**TRECHO SELECIONADO:**
——

A Península Kamchatka é uma enorme língua de terra de 1.200 kms que desce a leste do Mar de Okhotsk, possui clima severo com grande incidência de chuvas, nevascas e neblina durante grande parte do ano, além disso uma peculiaridade: Mais de cem vulcões dentro dos 270.000 quilômetros quadrados da península dos quais cerca de uma dúzia estão em atividade com fumarolas visíveis.

As maiores cidades da península são Petropavlovsk-Kamchatsky (200.000 habitantes), Yelizovo (42.000 habitantes), Vilyuchinsk (25.000 habitantes), Aldeia Palana (24.000 habitantes) e Klyuchi (7.000 habitantes).

A grande quantidade de vulcões e atividades sísmicas se deve ao fato de que a península está sobre o encontro de duas grandes placas tectônicas: A sul a placa do Pacífico, e ao norte a placa norte americana, ainda mais representativa em tamanho. O encontro destas duas enormes placas é justamente ao sul da península, tornando-a limite norte da Placa do Pacífico.

Este lugar fantástico de mil e uma cores abriga vasta vida animal e vegetal, sobretudo ursos marrons, muito comuns lá. São conhecidos por serem de tamanho assustador, porém pacíficos. Entretanto, o comportamento do animal já é muito popular em qualquer lugar do mundo, curiosidade é sua principal característica. Por este motivo, ao entrar no parque da península para fazer trekking ou montanhismo, um aviso é repetidamente dado: Esconder muito bem sua comida e nunca deixar nenhum resto por perto, pois existe a possibilidade de um encontro traumático com um urso faminto. É normal encontrar também no parque marmotas, lobos e raposas.

——

**ENTRADA:**
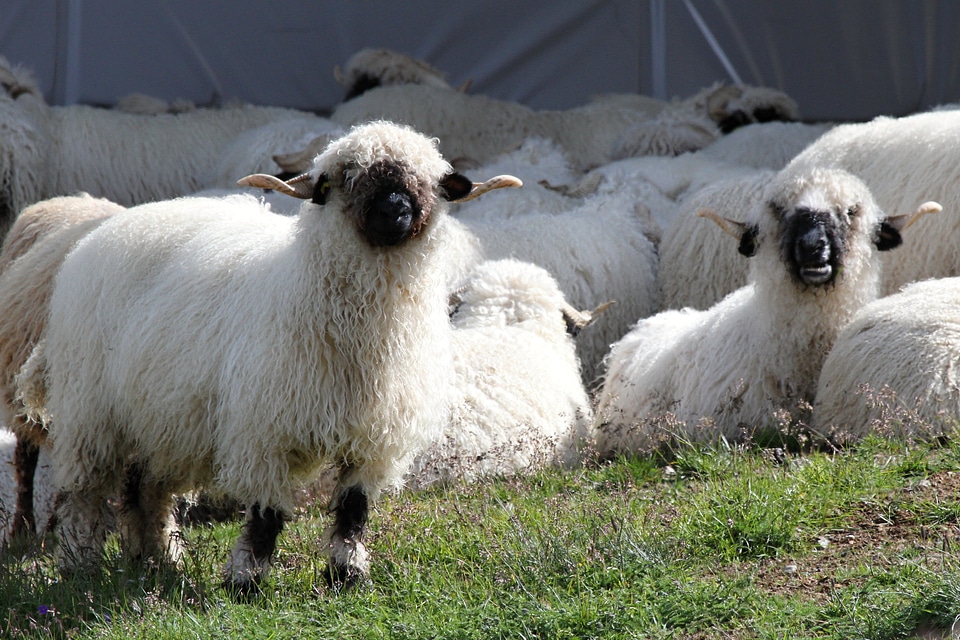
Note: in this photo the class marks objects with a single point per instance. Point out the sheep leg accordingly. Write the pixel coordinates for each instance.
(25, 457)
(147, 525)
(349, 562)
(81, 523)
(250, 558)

——

**CONJUNTO DE TAREFAS:**
A. De acordo com o trecho sobre a Península Kamchatka, quantos dos vulcões da península estão em atividade?
B. Reescreva todas as linhas da entrada, trocando "sheep leg" por "sheep hoof" e mantendo o resto inalterado. Deixe as imagens de fora.

**RESPOSTAS DADAS:**
A. Cerca de uma dúzia, com fumarolas visíveis.

B.
Note: in this photo the class marks objects with a single point per instance. Point out the sheep hoof accordingly. Write the pixel coordinates for each instance.
(25, 457)
(147, 525)
(349, 562)
(81, 523)
(250, 558)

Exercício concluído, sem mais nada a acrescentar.